These numbers are particularly sobering because defined benefit plans offer a number of features that are effective in meeting employee needs – benefits are funded by the employer (and do not typically depend upon employees making their own contributions to the plan), employers bear the investment risk in ensuring that earned benefits are paid, benefits are guaranteed by the federal government through the PBGC, and benefits are offered in annuity form. The stock market conditions of recent years (and the corresponding decline in many individuals’ 401(k) balances), as well as the national retirement policy discussions spurred by the bankruptcy of the Enron Corporation, have once again demonstrated to many the important role that defined benefit plans can play in an overall retirement strategy.
So, with these advantages for employees, what has led to the ill-health of the defined benefit system? Several factors have played a role. First, the statutory and regulatory landscape has not been friendly to defined benefit plans and the companies that sponsor them. Throughout the 1980’s and early 1990’s, frequent changes were made to the statutes and regulations governing defined benefit pensions, often in the name of promoting pension “fairness.” Yet the result was that these plans became increasingly expensive and complicated to administer and the plan design flexibility so important to employers was impaired. During the same period, and motivated by a desire to raise federal revenue, Congress repeatedly reduced the benefits that could be earned and paid from defined benefit plans, undermining the personal commitment to these voluntary plans by senior management and other key decision-makers.
Defined benefit plans also require very significant -- and often unpredictable -- financial commitments from employers, something that many companies found more difficult to maintain in light of intense business competition from domestic and international competitors, many of which did not offer defined benefit plans and so did not have the corresponding pension expense. In addition, employees have not tended to place great value on defined benefit pension benefits offered by employers, preferring “shorter-horizon” and more visible benefits such as 401(k) and other defined contribution plans, stock option or stock purchase programs, health insurance and cafeteria plans. So ironically, while defined benefit plans have been complicated for employers to administer and expensive for them to maintain, they have not resulted in a significant increase in employee satisfaction, which is one of the core reasons for an employer to offer a benefit program in the first place.[2]
The Pension Achievements Contained in the 2001 Tax Law
The Council is very gratified that in recent years Congress has recognized these disturbing trends and has begun to establish a more supportive policy environment for defined benefit pensions. This change of direction was initiated by Representatives Rob Portman and Ben Cardin and began in earnest with passage of the Portman/Cardin pension reforms contained in the Small Business Job Protection Act of 1996 and the Taxpayer Relief Act of 1997.

Data records »

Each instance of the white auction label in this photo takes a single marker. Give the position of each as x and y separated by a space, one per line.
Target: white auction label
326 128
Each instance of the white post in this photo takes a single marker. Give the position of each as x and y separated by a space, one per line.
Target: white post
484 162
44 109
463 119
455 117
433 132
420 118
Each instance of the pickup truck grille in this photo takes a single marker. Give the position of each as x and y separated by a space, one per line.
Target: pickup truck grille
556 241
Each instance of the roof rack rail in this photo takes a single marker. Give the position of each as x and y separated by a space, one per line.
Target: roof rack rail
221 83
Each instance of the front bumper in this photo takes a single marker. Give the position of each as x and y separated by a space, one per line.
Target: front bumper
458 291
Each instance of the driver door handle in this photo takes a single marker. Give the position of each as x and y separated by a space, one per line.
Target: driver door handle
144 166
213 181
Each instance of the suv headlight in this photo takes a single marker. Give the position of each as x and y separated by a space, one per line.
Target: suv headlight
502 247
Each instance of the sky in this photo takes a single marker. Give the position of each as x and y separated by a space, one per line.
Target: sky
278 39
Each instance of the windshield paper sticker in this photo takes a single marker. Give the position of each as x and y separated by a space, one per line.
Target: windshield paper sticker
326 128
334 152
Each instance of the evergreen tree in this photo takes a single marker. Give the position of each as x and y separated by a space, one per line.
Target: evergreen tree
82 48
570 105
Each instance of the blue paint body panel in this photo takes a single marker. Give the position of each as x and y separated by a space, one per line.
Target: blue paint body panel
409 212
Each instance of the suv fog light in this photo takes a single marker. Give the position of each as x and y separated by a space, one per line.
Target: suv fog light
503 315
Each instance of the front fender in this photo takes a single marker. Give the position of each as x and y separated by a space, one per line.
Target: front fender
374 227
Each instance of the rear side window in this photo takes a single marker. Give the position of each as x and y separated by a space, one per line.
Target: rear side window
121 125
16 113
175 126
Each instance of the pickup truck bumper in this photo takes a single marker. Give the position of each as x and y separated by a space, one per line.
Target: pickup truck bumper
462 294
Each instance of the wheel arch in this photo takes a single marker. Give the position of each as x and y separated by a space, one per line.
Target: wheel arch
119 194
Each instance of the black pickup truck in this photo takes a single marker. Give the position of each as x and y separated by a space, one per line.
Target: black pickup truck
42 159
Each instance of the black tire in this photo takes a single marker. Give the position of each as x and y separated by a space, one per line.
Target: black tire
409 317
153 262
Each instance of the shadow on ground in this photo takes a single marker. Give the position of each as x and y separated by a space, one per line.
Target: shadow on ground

Requests »
**A)** In the text on defined benefit pensions, which two laws contained the Portman/Cardin pension reforms?
**B)** Write the next few sentences of the text on defined benefit pensions, picking up after its final sentence.

Task responses »
**A)** The Small Business Job Protection Act of 1996 and the Taxpayer Relief Act of 1997.

**B)**
Representatives Portman and Cardin continued their efforts with the Comprehensive Retirement Security and Pension Reform Act (H.R. 1102 in the 106th Congress; H.R. 10 in the 107th Congress), which was ultimately enacted as part of the 2001 tax law. This legislation contained a number of very positive changes to the rules governing defined benefit plans. Correcting a series of past revenue-driven restrictions enacted by Congress, the Portman/Cardin legislation repealed an artificially low cap on pension funding that had complicated pension budgeting and financing. It also increased the benefits that can be earned under -- and paid from -- qualified defined benefit pension plans so that these plans remain an attractive vehicle for employers to sponsor in our voluntary pension system. The Portman/Cardin legislation also simplified a number of the most complex rules applicable to defined benefit plans, making these plans somewhat easier to administer, particularly in the context of mergers and acquisitions.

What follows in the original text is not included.